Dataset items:
────────
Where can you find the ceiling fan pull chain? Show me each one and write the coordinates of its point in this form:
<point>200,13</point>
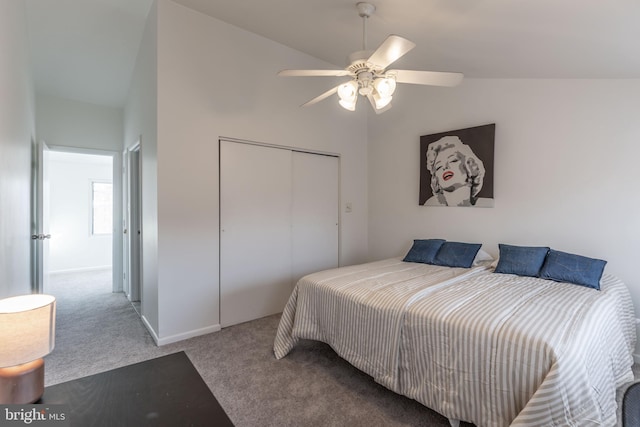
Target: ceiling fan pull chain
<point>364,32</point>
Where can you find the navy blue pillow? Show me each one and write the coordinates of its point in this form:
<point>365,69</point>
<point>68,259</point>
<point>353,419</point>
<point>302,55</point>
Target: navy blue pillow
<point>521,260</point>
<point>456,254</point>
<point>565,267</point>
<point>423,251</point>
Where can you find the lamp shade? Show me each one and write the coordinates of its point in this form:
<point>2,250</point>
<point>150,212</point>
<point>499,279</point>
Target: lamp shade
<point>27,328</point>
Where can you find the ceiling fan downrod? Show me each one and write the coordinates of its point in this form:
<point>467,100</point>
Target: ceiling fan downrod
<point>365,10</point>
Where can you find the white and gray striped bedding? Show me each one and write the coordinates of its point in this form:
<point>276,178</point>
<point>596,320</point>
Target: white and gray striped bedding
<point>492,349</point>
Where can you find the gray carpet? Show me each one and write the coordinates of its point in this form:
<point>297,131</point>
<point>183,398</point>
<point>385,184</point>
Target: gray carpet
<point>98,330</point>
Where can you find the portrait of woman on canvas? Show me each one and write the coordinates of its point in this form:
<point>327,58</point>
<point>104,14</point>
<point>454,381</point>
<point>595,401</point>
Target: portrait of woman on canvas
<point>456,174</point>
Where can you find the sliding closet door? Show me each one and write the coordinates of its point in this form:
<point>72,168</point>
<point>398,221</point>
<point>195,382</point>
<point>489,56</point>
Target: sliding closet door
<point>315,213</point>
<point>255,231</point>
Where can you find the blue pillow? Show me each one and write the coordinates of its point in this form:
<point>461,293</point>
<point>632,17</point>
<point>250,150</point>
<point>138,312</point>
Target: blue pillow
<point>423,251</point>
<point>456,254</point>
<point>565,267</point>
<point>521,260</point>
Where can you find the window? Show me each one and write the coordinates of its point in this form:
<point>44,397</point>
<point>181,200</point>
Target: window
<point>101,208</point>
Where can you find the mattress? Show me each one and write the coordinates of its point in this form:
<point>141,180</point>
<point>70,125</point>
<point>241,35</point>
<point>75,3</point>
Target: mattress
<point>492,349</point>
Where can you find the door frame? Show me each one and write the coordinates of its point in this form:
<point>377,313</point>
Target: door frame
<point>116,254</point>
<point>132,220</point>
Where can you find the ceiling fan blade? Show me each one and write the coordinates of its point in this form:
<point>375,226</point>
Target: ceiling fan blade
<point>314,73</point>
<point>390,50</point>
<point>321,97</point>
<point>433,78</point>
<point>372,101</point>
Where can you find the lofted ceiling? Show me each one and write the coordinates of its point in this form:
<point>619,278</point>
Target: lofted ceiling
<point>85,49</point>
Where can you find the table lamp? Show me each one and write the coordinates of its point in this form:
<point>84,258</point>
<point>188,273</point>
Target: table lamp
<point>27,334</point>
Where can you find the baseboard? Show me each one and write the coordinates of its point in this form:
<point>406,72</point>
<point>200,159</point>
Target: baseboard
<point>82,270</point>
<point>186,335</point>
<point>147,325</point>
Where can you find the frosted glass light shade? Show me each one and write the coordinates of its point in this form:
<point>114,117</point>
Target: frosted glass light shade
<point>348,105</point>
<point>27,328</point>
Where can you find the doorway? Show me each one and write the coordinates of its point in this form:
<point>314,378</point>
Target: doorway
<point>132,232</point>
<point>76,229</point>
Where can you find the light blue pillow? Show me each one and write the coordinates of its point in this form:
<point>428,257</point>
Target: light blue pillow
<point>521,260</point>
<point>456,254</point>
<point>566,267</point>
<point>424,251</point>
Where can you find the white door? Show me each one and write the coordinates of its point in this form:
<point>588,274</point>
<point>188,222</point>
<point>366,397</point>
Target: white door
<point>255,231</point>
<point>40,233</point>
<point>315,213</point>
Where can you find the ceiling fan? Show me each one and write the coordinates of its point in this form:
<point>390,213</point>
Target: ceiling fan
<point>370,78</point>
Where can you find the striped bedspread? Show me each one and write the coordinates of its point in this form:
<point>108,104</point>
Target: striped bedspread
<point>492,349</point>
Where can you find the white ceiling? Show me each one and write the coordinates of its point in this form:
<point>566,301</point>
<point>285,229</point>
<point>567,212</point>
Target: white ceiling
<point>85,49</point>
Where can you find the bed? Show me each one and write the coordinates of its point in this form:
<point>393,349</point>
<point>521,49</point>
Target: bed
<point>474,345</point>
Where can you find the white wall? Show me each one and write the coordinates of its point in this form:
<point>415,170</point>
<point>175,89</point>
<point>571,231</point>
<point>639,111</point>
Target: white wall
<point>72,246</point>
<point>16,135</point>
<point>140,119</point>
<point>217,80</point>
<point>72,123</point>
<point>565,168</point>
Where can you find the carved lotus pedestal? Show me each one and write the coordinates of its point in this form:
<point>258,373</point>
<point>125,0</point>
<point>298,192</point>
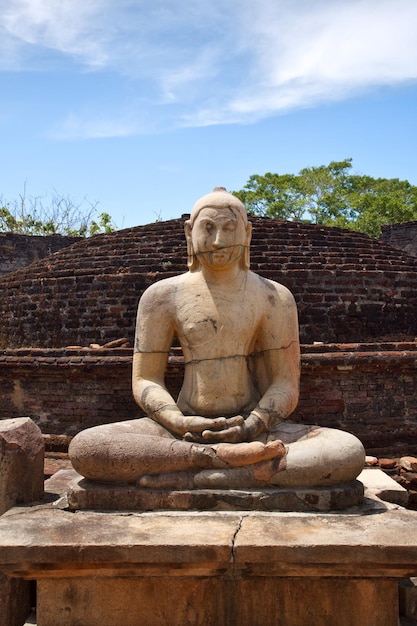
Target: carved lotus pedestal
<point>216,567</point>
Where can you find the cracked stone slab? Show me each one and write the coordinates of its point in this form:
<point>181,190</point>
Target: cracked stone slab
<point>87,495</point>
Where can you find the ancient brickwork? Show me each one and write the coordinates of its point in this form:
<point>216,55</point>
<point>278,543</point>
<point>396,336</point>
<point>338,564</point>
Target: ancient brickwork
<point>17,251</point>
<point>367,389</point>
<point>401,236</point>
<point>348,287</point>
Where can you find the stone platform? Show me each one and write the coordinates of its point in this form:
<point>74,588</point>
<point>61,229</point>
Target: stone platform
────────
Your reply should be the entries copied exactly, with all images omitted.

- _SOLUTION_
Where can you find the ceiling fan pull chain? Show me each one and write the coordinates of its point in this form:
<point>200,13</point>
Target: ceiling fan pull chain
<point>364,32</point>
Where can you find the navy blue pillow? Show me each one and write the coordinates of its point in this form:
<point>365,69</point>
<point>68,259</point>
<point>353,419</point>
<point>302,55</point>
Target: navy blue pillow
<point>521,260</point>
<point>456,254</point>
<point>565,267</point>
<point>423,251</point>
Where can you find the lamp shade? Show me each one and write the coordinates of its point in this form:
<point>2,250</point>
<point>150,212</point>
<point>499,279</point>
Target: lamp shade
<point>27,328</point>
Where can you find the ceiling fan downrod? Show me each one and write the coordinates of its point in this form:
<point>467,100</point>
Target: ceiling fan downrod
<point>365,10</point>
Where can you find the white and gray striped bedding? Show me each one and write the coordinates of its point in this form:
<point>276,178</point>
<point>596,320</point>
Target: white and gray striped bedding
<point>492,349</point>
Where can you find the gray carpet? Show me each one and write the coordinates of its point in this form:
<point>297,131</point>
<point>183,398</point>
<point>385,184</point>
Target: gray carpet
<point>98,330</point>
Where can you find the portrait of woman on canvas? Show me each one and write the coordinates of its point in this form:
<point>327,58</point>
<point>104,14</point>
<point>454,381</point>
<point>595,401</point>
Target: portrait of woman on canvas
<point>456,174</point>
Where can you find the sliding closet door? Show me each one and write the coordinates of its point in this form:
<point>72,168</point>
<point>398,221</point>
<point>195,382</point>
<point>489,56</point>
Target: sliding closet door
<point>315,213</point>
<point>255,231</point>
Where can you find the blue pillow? Show me each one and write the coordinates of its point in this form:
<point>461,293</point>
<point>632,17</point>
<point>250,150</point>
<point>138,312</point>
Target: blue pillow
<point>423,251</point>
<point>456,254</point>
<point>565,267</point>
<point>521,260</point>
Where can you find the window? Show me each one and write the coordinates of its point in this form:
<point>44,397</point>
<point>181,200</point>
Target: window
<point>101,208</point>
Where can you find the mattress? Show me each one and write the coordinates of its point in this form:
<point>141,180</point>
<point>70,125</point>
<point>241,35</point>
<point>75,3</point>
Target: mattress
<point>492,349</point>
Where can you find the door frame? Show me each one and write the coordinates of its point in this form:
<point>377,313</point>
Target: door frame
<point>116,254</point>
<point>132,220</point>
Where can you find the ceiling fan blade? Show me each one and write the coordinates of its point in this form:
<point>375,226</point>
Target: ceiling fan blade
<point>314,73</point>
<point>390,50</point>
<point>321,97</point>
<point>433,78</point>
<point>372,101</point>
Where can you find the lofted ceiling? Show me each one and write the coordinates of its point in this form:
<point>619,278</point>
Target: lofted ceiling
<point>85,49</point>
Where can you find the table lamp? Show me each one and write the coordinates of its point in this form:
<point>84,258</point>
<point>188,273</point>
Target: table lamp
<point>27,334</point>
Where can you find the baseboard? Show me each one and write the coordinates of its point in this form:
<point>406,72</point>
<point>200,159</point>
Target: baseboard
<point>82,270</point>
<point>186,335</point>
<point>147,325</point>
Where can you find the frosted glass light shade? Show me each one and write the coordinates of its point in this form:
<point>114,117</point>
Target: frosted glass light shade
<point>348,105</point>
<point>27,328</point>
Where can you find the doorway? Show me each one and write the coordinates of its point in this form:
<point>314,378</point>
Target: doorway
<point>132,232</point>
<point>76,229</point>
Where can you find the light blue pillow? Show me each one and write the coordinates of its point in this form:
<point>428,257</point>
Target: light blue pillow
<point>521,260</point>
<point>456,254</point>
<point>566,267</point>
<point>424,251</point>
Where can you find the white door? Show me each one and write the coordinates of its point in this form:
<point>588,274</point>
<point>188,222</point>
<point>366,397</point>
Target: white door
<point>255,231</point>
<point>40,233</point>
<point>315,213</point>
Where can you find the ceiling fan? Show me each one and write the coordinates of its point in this form:
<point>390,213</point>
Target: ceiling fan
<point>370,78</point>
Where can you find the striped bedspread? Show me each one and write the coordinates of its point in this form:
<point>108,104</point>
Target: striped bedspread
<point>492,349</point>
Where can you find the white ceiling? Show me each one and write the coordinates of its point in this form:
<point>566,301</point>
<point>285,229</point>
<point>567,212</point>
Target: white ceiling
<point>85,49</point>
Where can you find the bed? Show me each one and write the coordinates of its point in this form:
<point>393,349</point>
<point>521,49</point>
Target: bed
<point>474,345</point>
Where can you find the white wall? Show me each one and write the coordinates of its point in this form:
<point>415,170</point>
<point>175,89</point>
<point>571,231</point>
<point>639,111</point>
Target: white wall
<point>72,246</point>
<point>16,135</point>
<point>140,119</point>
<point>217,80</point>
<point>72,123</point>
<point>565,168</point>
Where can you find the carved lotus pedestal? Show me each one and write the coordinates of its point in this form:
<point>258,373</point>
<point>125,0</point>
<point>298,192</point>
Target: carved lotus pedestal
<point>216,567</point>
Where can you find the cracked stone slab? Show me each one and write the coordinates of its point in this form:
<point>181,190</point>
Target: cracked stone slab
<point>87,495</point>
Where can you find the ancient brickwork? Show me each one and write the coordinates of its point in this form:
<point>216,55</point>
<point>278,543</point>
<point>396,336</point>
<point>338,564</point>
Target: ancient brickwork
<point>17,251</point>
<point>367,389</point>
<point>401,236</point>
<point>348,287</point>
Where can you find the stone platform? Show me each one and write the coordinates of its point in this form:
<point>74,588</point>
<point>61,229</point>
Target: stone platform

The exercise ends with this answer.